## DESCRIPTION OF THE TASK:
Where an entry contains an image, skip the image and print the rest exactly.

==========

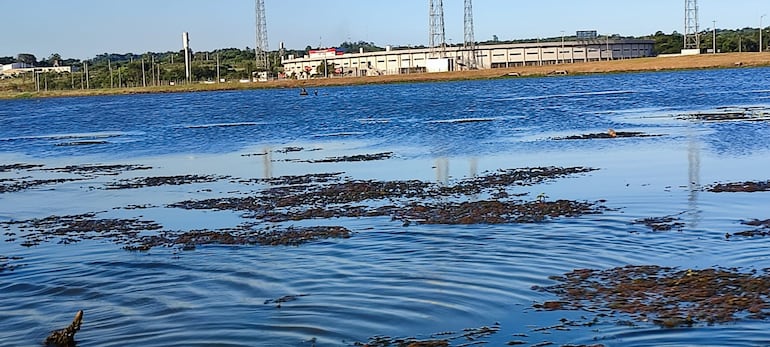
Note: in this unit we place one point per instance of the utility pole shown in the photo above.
(470, 41)
(691, 35)
(561, 52)
(714, 39)
(760, 32)
(437, 39)
(219, 79)
(88, 83)
(262, 45)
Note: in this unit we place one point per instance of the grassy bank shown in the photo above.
(705, 61)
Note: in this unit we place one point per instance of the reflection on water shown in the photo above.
(388, 278)
(694, 183)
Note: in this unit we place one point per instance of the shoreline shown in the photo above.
(692, 62)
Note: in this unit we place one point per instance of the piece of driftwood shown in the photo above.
(65, 337)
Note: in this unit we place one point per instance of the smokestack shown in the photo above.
(187, 58)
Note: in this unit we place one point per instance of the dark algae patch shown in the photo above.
(74, 228)
(668, 297)
(666, 223)
(16, 185)
(15, 167)
(466, 337)
(738, 187)
(761, 229)
(611, 134)
(730, 114)
(143, 182)
(407, 200)
(495, 212)
(292, 236)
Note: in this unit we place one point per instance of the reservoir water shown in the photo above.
(389, 278)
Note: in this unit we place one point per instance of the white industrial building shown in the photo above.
(391, 62)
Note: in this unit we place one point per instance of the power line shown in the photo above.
(470, 42)
(691, 36)
(261, 48)
(437, 41)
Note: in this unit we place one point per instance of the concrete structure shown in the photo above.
(390, 62)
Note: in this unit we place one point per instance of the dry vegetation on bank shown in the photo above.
(705, 61)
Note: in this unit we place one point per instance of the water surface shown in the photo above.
(387, 279)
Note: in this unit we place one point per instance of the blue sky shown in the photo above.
(83, 28)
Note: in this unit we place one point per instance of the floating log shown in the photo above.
(65, 337)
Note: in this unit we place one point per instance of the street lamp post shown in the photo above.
(760, 32)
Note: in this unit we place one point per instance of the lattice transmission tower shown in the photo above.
(261, 48)
(469, 52)
(691, 35)
(437, 41)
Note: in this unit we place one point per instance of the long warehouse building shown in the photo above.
(390, 61)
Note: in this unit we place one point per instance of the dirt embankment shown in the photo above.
(704, 61)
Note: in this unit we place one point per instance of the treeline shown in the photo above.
(111, 70)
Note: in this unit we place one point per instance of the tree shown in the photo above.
(54, 59)
(26, 58)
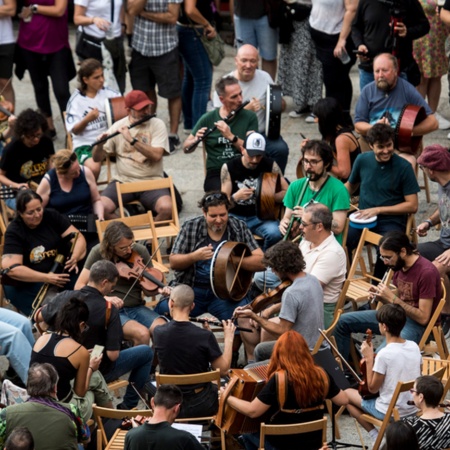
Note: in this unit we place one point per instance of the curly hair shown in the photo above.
(29, 122)
(284, 257)
(291, 353)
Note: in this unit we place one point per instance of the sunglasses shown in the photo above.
(69, 162)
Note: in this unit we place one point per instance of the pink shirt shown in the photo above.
(44, 34)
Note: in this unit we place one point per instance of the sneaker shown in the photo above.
(444, 124)
(310, 118)
(174, 143)
(299, 112)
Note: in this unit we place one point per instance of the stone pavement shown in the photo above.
(187, 170)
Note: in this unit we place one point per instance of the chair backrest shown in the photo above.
(434, 318)
(297, 428)
(193, 378)
(101, 413)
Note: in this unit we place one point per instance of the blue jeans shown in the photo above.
(258, 33)
(138, 360)
(278, 150)
(267, 229)
(197, 75)
(16, 341)
(360, 321)
(206, 301)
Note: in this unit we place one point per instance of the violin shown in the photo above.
(269, 298)
(363, 387)
(150, 279)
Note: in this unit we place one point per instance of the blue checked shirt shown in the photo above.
(152, 38)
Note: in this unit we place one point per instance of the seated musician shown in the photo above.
(317, 186)
(306, 386)
(419, 291)
(139, 152)
(71, 189)
(301, 307)
(400, 360)
(388, 188)
(240, 181)
(383, 100)
(225, 141)
(177, 358)
(254, 83)
(324, 258)
(32, 241)
(104, 328)
(118, 246)
(194, 249)
(26, 158)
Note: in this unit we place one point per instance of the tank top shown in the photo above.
(66, 371)
(76, 201)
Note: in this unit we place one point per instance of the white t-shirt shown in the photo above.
(102, 9)
(6, 29)
(77, 108)
(255, 88)
(328, 264)
(398, 362)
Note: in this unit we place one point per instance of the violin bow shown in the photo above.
(142, 271)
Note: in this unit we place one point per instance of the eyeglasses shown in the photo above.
(215, 196)
(311, 162)
(66, 164)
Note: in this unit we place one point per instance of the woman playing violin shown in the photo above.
(117, 246)
(32, 241)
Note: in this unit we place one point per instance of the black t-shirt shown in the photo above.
(22, 163)
(39, 245)
(184, 348)
(243, 177)
(310, 441)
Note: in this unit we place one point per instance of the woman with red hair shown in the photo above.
(308, 385)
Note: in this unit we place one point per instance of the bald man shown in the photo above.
(254, 82)
(185, 348)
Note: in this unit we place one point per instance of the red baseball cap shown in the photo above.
(137, 100)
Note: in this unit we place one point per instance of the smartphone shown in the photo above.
(97, 351)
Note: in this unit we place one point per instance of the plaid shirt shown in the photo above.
(152, 38)
(192, 236)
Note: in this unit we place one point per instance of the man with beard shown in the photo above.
(194, 248)
(383, 100)
(388, 188)
(317, 159)
(418, 293)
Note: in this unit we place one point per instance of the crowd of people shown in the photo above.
(70, 282)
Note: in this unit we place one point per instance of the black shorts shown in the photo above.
(164, 71)
(6, 60)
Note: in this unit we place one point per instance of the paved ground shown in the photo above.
(187, 170)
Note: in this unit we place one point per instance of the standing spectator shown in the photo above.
(7, 44)
(330, 23)
(295, 39)
(155, 59)
(103, 22)
(45, 52)
(252, 26)
(195, 20)
(429, 53)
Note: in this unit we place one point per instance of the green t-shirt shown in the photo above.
(219, 149)
(333, 194)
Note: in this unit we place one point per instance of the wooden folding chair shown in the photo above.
(143, 229)
(439, 345)
(118, 440)
(356, 286)
(392, 412)
(195, 378)
(297, 428)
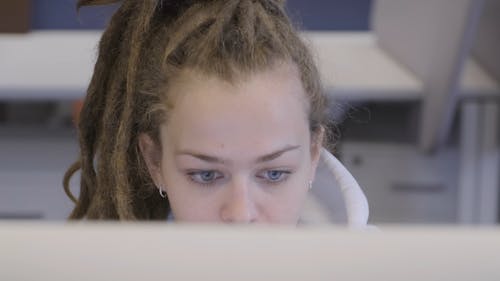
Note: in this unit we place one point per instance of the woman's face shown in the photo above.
(236, 153)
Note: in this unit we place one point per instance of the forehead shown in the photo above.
(265, 109)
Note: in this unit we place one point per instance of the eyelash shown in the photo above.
(284, 175)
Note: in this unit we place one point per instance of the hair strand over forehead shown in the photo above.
(147, 43)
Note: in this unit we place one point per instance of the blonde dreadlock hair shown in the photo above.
(146, 43)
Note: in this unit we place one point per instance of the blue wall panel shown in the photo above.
(309, 14)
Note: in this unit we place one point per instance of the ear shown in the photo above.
(316, 146)
(151, 153)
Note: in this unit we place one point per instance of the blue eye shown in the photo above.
(205, 177)
(275, 176)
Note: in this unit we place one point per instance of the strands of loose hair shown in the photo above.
(145, 45)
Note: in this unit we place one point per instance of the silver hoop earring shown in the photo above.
(162, 192)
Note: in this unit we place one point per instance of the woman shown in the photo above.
(207, 111)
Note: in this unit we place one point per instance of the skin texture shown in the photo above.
(235, 152)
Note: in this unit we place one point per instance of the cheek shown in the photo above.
(285, 205)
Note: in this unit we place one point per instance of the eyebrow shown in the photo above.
(213, 159)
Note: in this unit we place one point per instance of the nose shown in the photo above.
(239, 206)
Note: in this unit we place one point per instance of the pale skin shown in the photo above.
(238, 152)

==========

## EXERCISE RESPONSE:
Note: in this unit we place one point per instance of the utility pole shown in the photo above.
(470, 41)
(691, 35)
(561, 52)
(714, 39)
(760, 32)
(437, 39)
(219, 79)
(88, 83)
(262, 45)
Note: in this unit we place one point per instance of the grassy bank shown in the photo above.
(705, 61)
Note: in this unit we place one point per instance of the reflection on water shown in the photo above.
(388, 278)
(694, 183)
Note: in this unit we place one point per instance of the shoreline shown in the photo above.
(692, 62)
Note: in this unit we place one point per instance of the piece of driftwood shown in the photo above.
(65, 337)
Note: in this unit we place one point per instance of the smokestack shown in the photo above.
(187, 58)
Note: in this unit we place one point per instance of the dark algae patch shown in the photo above.
(74, 228)
(668, 297)
(666, 223)
(16, 185)
(15, 167)
(466, 337)
(738, 187)
(761, 229)
(611, 134)
(730, 114)
(143, 182)
(407, 200)
(495, 212)
(292, 236)
Note: in this unit we place one point per instance of the reservoir water shown in the photo above.
(389, 278)
Note: in this unit we place one point per instance of the white industrial building shown in the photo above.
(391, 62)
Note: in this unit we place one point per instance of the power line shown in the photo above.
(470, 42)
(691, 36)
(261, 48)
(437, 41)
Note: in this unit we place one point per instance of the concrete structure shown in the photo above.
(390, 62)
Note: in this unit we place one point per instance of the dry vegetation on bank shown in the photo above.
(705, 61)
Note: in this unit we place one point per instance of the water surface shown in the photo above.
(387, 279)
Note: in this unit we place one point per instance of the blue sky shown in the photo above.
(83, 28)
Note: in this unit we place one point per instance of the floating log shown in the photo above.
(65, 337)
Note: in this unit we place one point per instance of the street lamp post shown in the photo above.
(760, 32)
Note: in this unit we place one point per instance of the lattice transmission tower shown in the photo above.
(261, 48)
(469, 52)
(691, 35)
(437, 41)
Note: in this unit we place one point per instance of the long warehouse building shown in the photo above.
(390, 61)
Note: in this unit we place one point per instance of the dirt embankment shown in the photo above.
(704, 61)
Note: in this unit we place one point per instance of the treeline shown in the photo above.
(111, 70)
Note: in this unit we place one point per instance of the tree shown in the photo above.
(54, 59)
(26, 58)
Note: in this unit we place one point per instance of the curly hair shown in the photo above.
(29, 122)
(284, 257)
(291, 353)
Note: in this unit we place one point per instance of the sunglasses shown in the photo above.
(69, 162)
Note: in this unit we place one point per instance of the pink shirt shown in the photo above.
(44, 34)
Note: in this unit we place one point per instance of the sneaker shown in the photo above.
(444, 124)
(310, 118)
(174, 143)
(299, 112)
Note: in this unit we place one point per instance of the stone pavement shown in the photo above.
(187, 170)
Note: in this unit we place one point per instance of the chair backrest shown in the photo above.
(434, 318)
(297, 428)
(193, 378)
(101, 413)
Note: in this unit we place one point per instance of the blue jeans shown in the photo above.
(258, 33)
(138, 360)
(278, 150)
(267, 229)
(197, 75)
(16, 341)
(360, 321)
(206, 301)
Note: in this unit we place one point per instance of the violin shown in the photo above.
(269, 298)
(363, 387)
(150, 279)
Note: in this unit we place one point per instance of the blue checked shirt shown in the photo above.
(152, 38)
Note: in this unit we place one point per instance of the seated musician shown in the photo above.
(317, 186)
(306, 386)
(419, 291)
(139, 152)
(71, 189)
(301, 307)
(400, 360)
(388, 188)
(240, 181)
(383, 100)
(225, 141)
(177, 358)
(254, 83)
(324, 258)
(32, 241)
(104, 328)
(118, 246)
(194, 249)
(26, 158)
Note: in this unit we place one point per instance of the tank top shown in the photo above.
(66, 371)
(76, 201)
Note: in this unit we place one point per instance of the white t-shirt shown in the photo above.
(102, 9)
(6, 29)
(77, 108)
(255, 88)
(328, 264)
(398, 362)
Note: in this unit we place one point per instance of the violin bow shown in the photo above.
(142, 271)
Note: in this unit we place one point per instance of the eyeglasses shown in the photo above.
(215, 196)
(311, 162)
(66, 164)
Note: in this unit we place one point per instance of the woman playing violin shown in the photo above.
(117, 246)
(32, 241)
Note: in this unit we place one point per instance of the black t-shirt shown in the photo above.
(22, 163)
(39, 245)
(184, 348)
(243, 177)
(310, 441)
Note: in this unit we place one point per instance of the woman with red hair shown in the photo above.
(308, 385)
Note: in this unit we place one point per instance of the bald man shown in the photo above.
(254, 82)
(185, 348)
Note: in this unit we place one point per instance of the red baseball cap shown in the photo above.
(137, 100)
Note: in this unit we place one point per instance of the smartphone shown in the photo above.
(97, 351)
Note: in this unit we place one point per instance of the plaid shirt shown in the photo above.
(152, 38)
(192, 236)
Note: in this unit we place one point per instance of the man with beard shown in the photo above.
(194, 248)
(383, 100)
(388, 188)
(317, 159)
(418, 293)
Note: in this unit we place one point per instance of the crowd of people shown in the photo above.
(70, 282)
Note: in this unit we place one point per instance of the black shorts shown in the photo above.
(164, 71)
(6, 60)
Note: in this unit we place one point per instance of the paved ground shown in the photo above.
(187, 170)
Note: in this unit we place one point per instance of the standing spectator shown in the photo above.
(7, 44)
(330, 23)
(295, 39)
(155, 59)
(103, 22)
(45, 52)
(252, 26)
(195, 20)
(429, 53)
Note: in this unit we place one point per instance of the green t-shirt shown in the photo above.
(219, 149)
(333, 194)
Note: in this unit we place one point per instance of the wooden folding chair shown in the photo above.
(143, 229)
(439, 345)
(118, 440)
(356, 286)
(392, 412)
(195, 378)
(297, 428)
Note: in this unit we place one point per instance of the woman's face shown in the photo above.
(236, 153)
Note: in this unit we place one point per instance of the forehead shown in the photo above.
(265, 109)
Note: in this unit we place one point per instance of the eyelash shown in the photo above.
(284, 175)
Note: in this unit we place one point per instance of the hair strand over forehead shown in the photo above.
(147, 43)
Note: in this unit we place one point per instance of the blonde dreadlock hair shown in the photo above.
(146, 43)
Note: in this unit we place one point per instance of the blue wall panel shown in the photo above.
(309, 14)
Note: in this unit we place one point per instance of the ear shown in the photo above.
(316, 146)
(151, 153)
Note: in this unit we place one point per instance of the blue eye shown in the photo above.
(205, 177)
(275, 176)
Note: in this unit we place one point per instance of the strands of loose hair shown in the photo above.
(145, 45)
Note: in this unit we place one point per instance of the silver hoop earring shown in the photo above.
(162, 192)
Note: in this unit we place one point per instance of the woman shown in the photo above.
(207, 111)
Note: in this unit we place one point per instance of the skin texture shown in the photo above.
(235, 152)
Note: in this unit we place one point per instance of the cheek shown in the photo above.
(285, 205)
Note: in this unit we place one point per instance of the eyebrow shown in the photo above.
(213, 159)
Note: in this unit we place one point per instance of the nose shown in the photo above.
(239, 206)
Note: in this unit we place one point per instance of the pale skin shown in the photo above.
(238, 152)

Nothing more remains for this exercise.